Exactly and only the lines from the line holding "Exercise. Spot the haze" to the end of the records should be reproduced. Leave pictures out.

----- Material provided -----

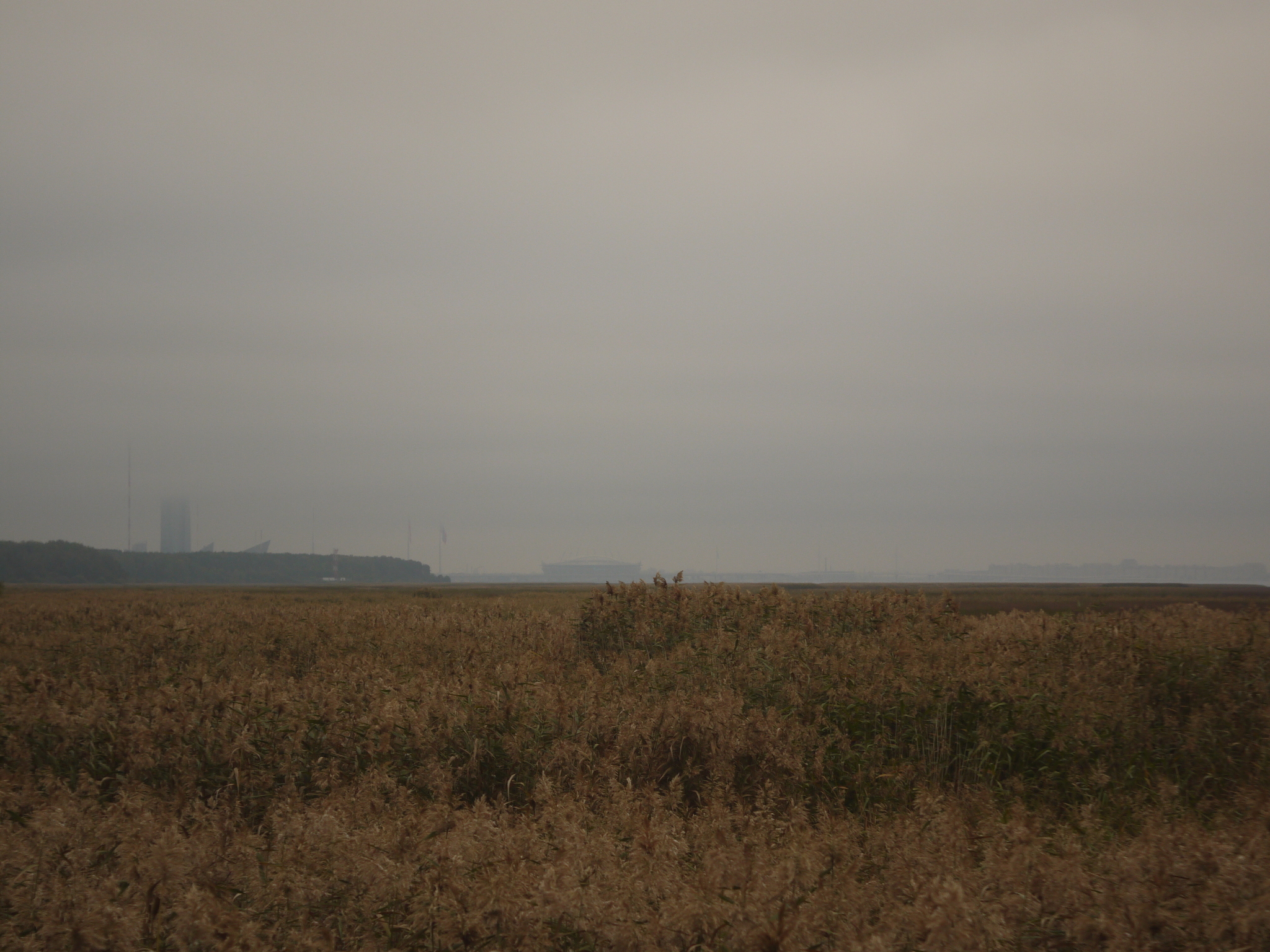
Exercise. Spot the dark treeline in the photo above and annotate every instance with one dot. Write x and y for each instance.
(70, 563)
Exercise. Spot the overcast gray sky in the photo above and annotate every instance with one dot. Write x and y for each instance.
(974, 282)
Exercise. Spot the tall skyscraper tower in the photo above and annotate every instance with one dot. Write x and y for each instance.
(174, 526)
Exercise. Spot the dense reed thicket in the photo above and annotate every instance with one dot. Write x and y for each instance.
(654, 767)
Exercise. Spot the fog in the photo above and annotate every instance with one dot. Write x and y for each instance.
(780, 286)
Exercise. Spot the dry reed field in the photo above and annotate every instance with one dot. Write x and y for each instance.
(653, 767)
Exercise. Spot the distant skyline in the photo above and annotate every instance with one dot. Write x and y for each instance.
(953, 283)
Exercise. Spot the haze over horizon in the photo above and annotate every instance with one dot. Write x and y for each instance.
(977, 282)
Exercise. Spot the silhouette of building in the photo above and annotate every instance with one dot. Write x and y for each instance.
(174, 526)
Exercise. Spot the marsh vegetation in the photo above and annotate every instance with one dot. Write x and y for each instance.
(647, 767)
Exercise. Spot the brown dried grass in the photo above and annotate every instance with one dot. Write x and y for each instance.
(659, 767)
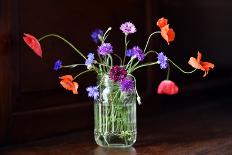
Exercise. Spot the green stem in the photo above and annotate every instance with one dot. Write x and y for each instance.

-----

__Solution to this exercise__.
Exercise. Spot the haze over horizon in the photo above and annotate every instance with one dot. Write x and y for each instance.
(977, 282)
Exercise. Spot the silhouette of building in the photo above and annotate every instance with one dot. Write x and y for each instance.
(174, 526)
Exercise. Spot the marsh vegetation in the photo above and annotate every instance with one dot. Write x and y for each instance.
(647, 767)
Exercise. Spot the brown dried grass in the photo above and annotate every instance with one dot. Write x and y for each instance.
(659, 767)
Exercise. Spot the green stem in the photo above and annotate every instance with one dot. Write x and y for each instance.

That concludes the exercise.